TASK TO CARRY OUT: Retype every line of the listing below without changing anything.

RECORDS FOR THE EXERCISE:
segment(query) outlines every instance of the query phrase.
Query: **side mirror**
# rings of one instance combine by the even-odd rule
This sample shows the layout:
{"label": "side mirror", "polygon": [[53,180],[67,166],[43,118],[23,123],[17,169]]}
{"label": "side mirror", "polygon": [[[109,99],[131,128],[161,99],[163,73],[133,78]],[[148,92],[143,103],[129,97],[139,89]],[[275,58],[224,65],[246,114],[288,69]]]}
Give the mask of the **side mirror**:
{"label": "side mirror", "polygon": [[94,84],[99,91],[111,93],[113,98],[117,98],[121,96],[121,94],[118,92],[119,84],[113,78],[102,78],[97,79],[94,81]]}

SOLUTION:
segment(query) outlines every instance of the query phrase.
Query: **side mirror**
# rings of one instance combine by the even-odd rule
This sample shows the layout:
{"label": "side mirror", "polygon": [[53,180],[67,166],[43,118],[23,123],[17,169]]}
{"label": "side mirror", "polygon": [[[109,99],[131,128],[161,99],[163,73],[133,78]],[[148,92],[143,103],[129,97],[139,89]],[[275,58],[224,65],[246,114],[288,69]]]}
Give the mask of the **side mirror**:
{"label": "side mirror", "polygon": [[94,84],[99,91],[111,93],[113,98],[117,98],[121,96],[121,94],[118,92],[119,84],[113,78],[102,78],[97,79],[94,81]]}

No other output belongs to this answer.